--- Start SOURCE DOCUMENT ---

The Soul of Spiti

Friday, 06 August 2010 09:18 | 1 Comment

We had hoped to take a one day trek through the stark and inhospitable countryside that surrounds Mudh village. The weather though, is ominous, and a bleak fog hangs in the air, threatening rain, or perhaps snow.

 

It’s  the middle of summer, and it's freezing, day and night. We content ourselves with crossing the wooden bridge over the Pin River, and watch the black ant forms of a group of trekkers hiking up a glacier in the distance. We strap our luggage to the back of the Enfield, warm up the engine, and leave Mudh.

Around 40km from Mudh, back on the Hindustan-Tibet highway is Kaza, the district capital of Spiti. With a population of around 3000, it’s by far the largest settlement in the region. It’s a centre of trade for local Spitians and Tibetans as well as lowland Indians. At just over 200km from the resort town of Manali, it’s more accessible to tourists than the more southern reaches of Spiti, provided the two mountain passes between Manali and Kaza are open. For at least seven months of the year, they are snowbound, and closed to all traffic.

The very first tourists from Manali will trickle feed into Kaza in the coming weeks. The tiny backpacker cafés around the main bazaar are just beginning to open, and for the first time in what seems like an age, we have access to meat, and food other than vegetable soup, daal and dumplings. We have a huge dinner of stir fried chicken and mutton spring rolls. It’s immensely comforting. Ben buys a Tibetan style scarf from a local vendor in preparation for the trip over the passes. The immensity of the task awaiting us in the next few days is beginning to sink in. The worst road in India. The hardest riding you will ever do.

Kaza sits at a relatively comfortable 3800m. After a night in the town, we decide to check out the cluster of villages that sit above Kaza, spaced out along a rough, winding gravel and dirt road. With the highest of these villages built above the clouds at 4500m, these are the highest settlements anywhere in India.

--- End SOURCE DOCUMENT ---

__WHAT THIS EXERCISE ASKS__
(A) Answer these questions from the Spiti travel account, each on its own line:
(i) Which river does the wooden bridge at Mudh cross?
(ii) Roughly how many people live in Kaza?
(iii) At what altitude does Kaza sit?
(B) List every distance or altitude in the Spiti travel account that is given in kilometers or meters.
(C) From the Spiti travel account, reproduce the passage starting at "It’s  the middle" and ending at "and leave Mudh.".

--- Start DATA PROVIDED ---

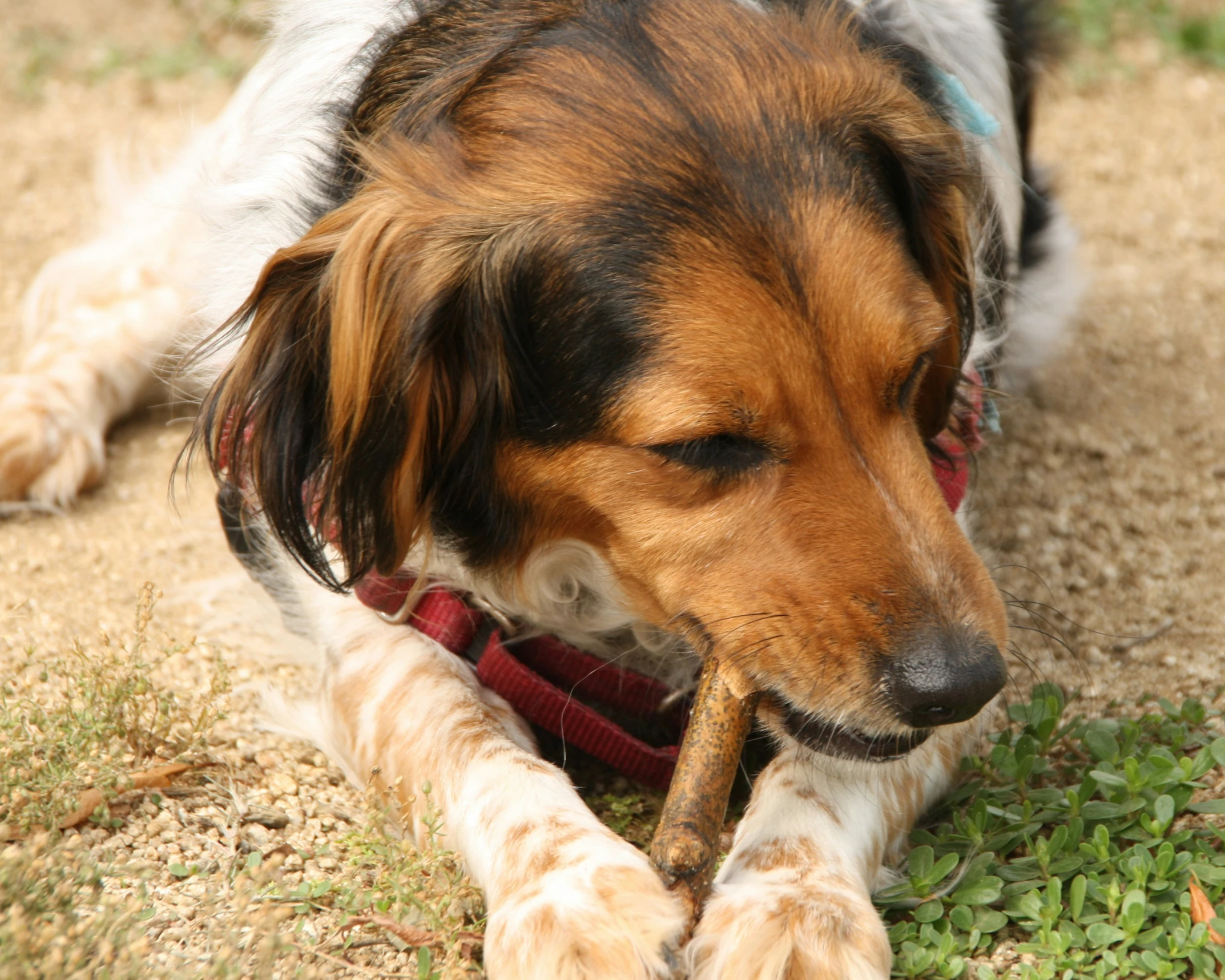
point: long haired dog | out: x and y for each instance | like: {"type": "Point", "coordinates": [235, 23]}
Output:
{"type": "Point", "coordinates": [630, 319]}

--- End DATA PROVIDED ---

__EXPECTED RESPONSES__
(A)
(i) The Pin River
(ii) Around 3000
(iii) 3800m

(B) 40km, 200km, 3800m, 4500m

(C)
It’s  the middle of summer, and it's freezing, day and night. We content ourselves with crossing the wooden bridge over the Pin River, and watch the black ant forms of a group of trekkers hiking up a glacier in the distance. We strap our luggage to the back of the Enfield, warm up the engine, and leave Mudh.